SHORT PROBLEM: Please return the entries below as a JSON list of strings, with one string per line and any blank lines left out.
******************************
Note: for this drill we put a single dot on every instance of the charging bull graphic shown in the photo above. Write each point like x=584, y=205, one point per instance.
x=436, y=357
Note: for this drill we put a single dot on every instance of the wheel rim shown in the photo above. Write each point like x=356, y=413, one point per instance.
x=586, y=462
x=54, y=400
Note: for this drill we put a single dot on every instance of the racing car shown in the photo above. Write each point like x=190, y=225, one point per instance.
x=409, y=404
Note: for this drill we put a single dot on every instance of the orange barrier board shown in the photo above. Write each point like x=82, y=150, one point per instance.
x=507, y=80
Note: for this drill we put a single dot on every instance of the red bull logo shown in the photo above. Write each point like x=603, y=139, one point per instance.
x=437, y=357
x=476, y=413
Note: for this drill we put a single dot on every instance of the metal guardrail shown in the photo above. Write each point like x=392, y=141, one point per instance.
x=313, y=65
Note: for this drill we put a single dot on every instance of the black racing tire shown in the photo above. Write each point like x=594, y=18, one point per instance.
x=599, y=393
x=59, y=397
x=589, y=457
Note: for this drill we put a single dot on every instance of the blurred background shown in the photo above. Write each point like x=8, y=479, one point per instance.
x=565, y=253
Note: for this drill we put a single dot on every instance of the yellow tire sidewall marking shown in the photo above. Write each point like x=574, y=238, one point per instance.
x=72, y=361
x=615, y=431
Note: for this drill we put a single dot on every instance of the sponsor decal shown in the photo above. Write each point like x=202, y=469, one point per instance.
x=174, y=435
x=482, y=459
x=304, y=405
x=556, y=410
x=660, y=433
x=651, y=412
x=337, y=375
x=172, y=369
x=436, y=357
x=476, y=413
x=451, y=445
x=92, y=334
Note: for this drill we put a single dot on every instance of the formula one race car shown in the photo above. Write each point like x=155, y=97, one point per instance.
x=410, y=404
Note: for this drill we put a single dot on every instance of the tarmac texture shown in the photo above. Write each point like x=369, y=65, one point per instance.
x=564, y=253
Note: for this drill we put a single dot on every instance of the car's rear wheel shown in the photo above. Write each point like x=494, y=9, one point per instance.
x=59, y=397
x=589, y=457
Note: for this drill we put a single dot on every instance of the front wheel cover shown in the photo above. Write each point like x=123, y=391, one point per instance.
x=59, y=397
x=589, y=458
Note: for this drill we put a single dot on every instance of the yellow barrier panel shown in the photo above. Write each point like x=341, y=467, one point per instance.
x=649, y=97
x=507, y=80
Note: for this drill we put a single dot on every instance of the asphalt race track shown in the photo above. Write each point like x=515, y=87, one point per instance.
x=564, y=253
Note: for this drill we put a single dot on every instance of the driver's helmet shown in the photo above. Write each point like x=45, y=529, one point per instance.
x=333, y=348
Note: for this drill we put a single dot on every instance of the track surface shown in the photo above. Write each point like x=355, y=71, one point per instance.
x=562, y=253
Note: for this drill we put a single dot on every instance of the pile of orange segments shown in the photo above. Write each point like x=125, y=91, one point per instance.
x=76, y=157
******************************
FULL RESPONSE:
[
  "Note: for this drill we put a single dot on every instance of the charging bull graphic shown in the photo above. Write each point like x=584, y=205, one point per instance.",
  "x=436, y=357",
  "Note: for this drill we put a single dot on every instance of the wheel rim shown in the photo above. Write each point like x=356, y=413, one point per instance.",
  "x=586, y=462",
  "x=54, y=400",
  "Note: for this drill we put a single dot on every instance of the racing car shown in the photo above. Write each point like x=190, y=225, one point per instance.",
  "x=409, y=404",
  "Note: for this drill we put a single dot on every instance of the orange barrier board shown in the photo above. Write each point like x=82, y=150, one point per instance.",
  "x=507, y=80",
  "Note: for this drill we put a single dot on every instance of the red bull logo shown in the photo above. Write each point like x=603, y=139, one point per instance.",
  "x=437, y=357",
  "x=476, y=413",
  "Note: for this drill we put a single dot on every instance of the metal guardrail shown in the photo above. Write each point like x=392, y=141, one point per instance.",
  "x=313, y=65",
  "Note: for this drill we put a single dot on every instance of the black racing tire shown in the photo above. Write each point like x=594, y=18, one point per instance.",
  "x=599, y=393",
  "x=59, y=397",
  "x=589, y=457",
  "Note: for this drill we put a single dot on every instance of the blurred background shown in the photo above. Write each point like x=8, y=479, one point per instance.",
  "x=565, y=253",
  "Note: for this drill we put a single dot on every instance of the yellow tire sidewall marking shown in the photo above. Write each point like x=574, y=238, one point per instance.",
  "x=72, y=361",
  "x=615, y=431",
  "Note: for this drill we put a single dot on every instance of the sponsor decal shown in the photo above. Write each point like x=202, y=469, one point per instance.",
  "x=174, y=435",
  "x=482, y=459",
  "x=304, y=405",
  "x=556, y=410",
  "x=660, y=433",
  "x=651, y=412",
  "x=337, y=375",
  "x=172, y=369",
  "x=436, y=357",
  "x=476, y=413",
  "x=451, y=445",
  "x=92, y=334",
  "Note: for this drill we put a single dot on every instance of the formula one race car shown in the photo above. Write each point like x=155, y=97, one point per instance.",
  "x=410, y=404",
  "Note: for this drill we put a single dot on every instance of the tarmac texture shown in the photo above. Write each point like x=369, y=65, one point per instance.",
  "x=564, y=253",
  "Note: for this drill we put a single dot on every instance of the car's rear wheel shown in the photo above. Write each point like x=494, y=9, one point per instance.",
  "x=59, y=397",
  "x=589, y=457",
  "Note: for this drill we put a single dot on every instance of the front wheel cover shown in the photo above. Write each point like x=123, y=391, one point per instance.",
  "x=59, y=397",
  "x=589, y=458",
  "Note: for this drill we put a single dot on every instance of the yellow barrier panel shown in the photo above. Write each point like x=341, y=467, one point per instance.",
  "x=649, y=97",
  "x=507, y=80",
  "Note: for this drill we put a single dot on every instance of the asphalt race track shown in the photo above. Write each point like x=515, y=87, one point per instance.",
  "x=564, y=253",
  "Note: for this drill we put a single dot on every instance of the driver's helmet shown in the photo above. Write each point like x=45, y=529, one point per instance.",
  "x=333, y=348",
  "Note: for this drill we put a single dot on every instance of the track surface shown in the photo above. Write each point like x=355, y=71, one point per instance.",
  "x=562, y=253",
  "Note: for this drill we put a single dot on every instance of the pile of orange segments shown in the photo above. Write each point like x=125, y=91, one point per instance.",
  "x=76, y=157"
]